(A block of data)
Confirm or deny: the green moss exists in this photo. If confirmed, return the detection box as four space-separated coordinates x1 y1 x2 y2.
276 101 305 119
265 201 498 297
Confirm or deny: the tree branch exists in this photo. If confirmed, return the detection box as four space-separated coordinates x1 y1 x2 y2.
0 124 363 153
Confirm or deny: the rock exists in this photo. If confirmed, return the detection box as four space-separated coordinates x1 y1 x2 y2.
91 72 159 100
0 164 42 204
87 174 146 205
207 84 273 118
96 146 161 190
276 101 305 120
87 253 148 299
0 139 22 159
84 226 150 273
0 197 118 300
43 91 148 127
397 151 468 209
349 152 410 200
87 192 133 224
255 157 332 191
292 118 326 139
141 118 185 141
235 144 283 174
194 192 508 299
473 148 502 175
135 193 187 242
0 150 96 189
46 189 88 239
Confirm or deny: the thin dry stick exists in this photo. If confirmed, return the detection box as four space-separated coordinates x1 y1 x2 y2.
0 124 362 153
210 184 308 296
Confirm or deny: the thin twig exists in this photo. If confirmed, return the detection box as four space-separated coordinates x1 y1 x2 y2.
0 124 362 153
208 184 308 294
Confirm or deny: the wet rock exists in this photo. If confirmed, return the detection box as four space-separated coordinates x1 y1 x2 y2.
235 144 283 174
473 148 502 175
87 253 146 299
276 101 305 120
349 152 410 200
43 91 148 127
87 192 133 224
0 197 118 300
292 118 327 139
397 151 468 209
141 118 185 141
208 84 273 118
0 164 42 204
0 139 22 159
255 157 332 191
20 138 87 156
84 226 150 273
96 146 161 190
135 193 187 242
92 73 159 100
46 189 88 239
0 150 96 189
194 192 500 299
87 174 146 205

#### PROBLEM REQUIREMENTS:
Please reproduce the listing above word for word, starting with its first line and going on through the line with "210 184 308 296", both included.

#### CORRECT OUTPUT:
Confirm or deny: the green moss exists in this photo. If confirmed, return the detection box as four space-separated coordinates x1 y1 x2 y2.
276 101 305 119
265 201 498 297
Confirm or deny: the tree branch exists in this photo. If confirmed, return the detection box as four space-separated coordinates x1 y1 x2 y2.
0 124 363 153
Confirm or deny: the rock exists in this photo. If confirmed, return the detection box as four space-separated coordinates x1 y1 x2 y2.
91 72 159 100
0 164 42 204
87 174 146 205
207 84 273 118
96 146 161 190
276 101 305 120
87 253 148 299
0 139 22 159
84 226 150 273
0 197 118 300
43 91 148 127
397 151 468 209
349 152 410 200
87 192 133 224
255 157 332 191
292 118 326 139
141 118 185 141
235 144 283 174
194 192 508 299
473 148 502 175
135 193 187 242
0 150 96 189
46 189 88 239
Confirm or deny: the thin dry stick exists in this photo. If confirmed, return the detection box as four space-separated coordinates x1 y1 x2 y2.
0 124 362 153
210 184 308 296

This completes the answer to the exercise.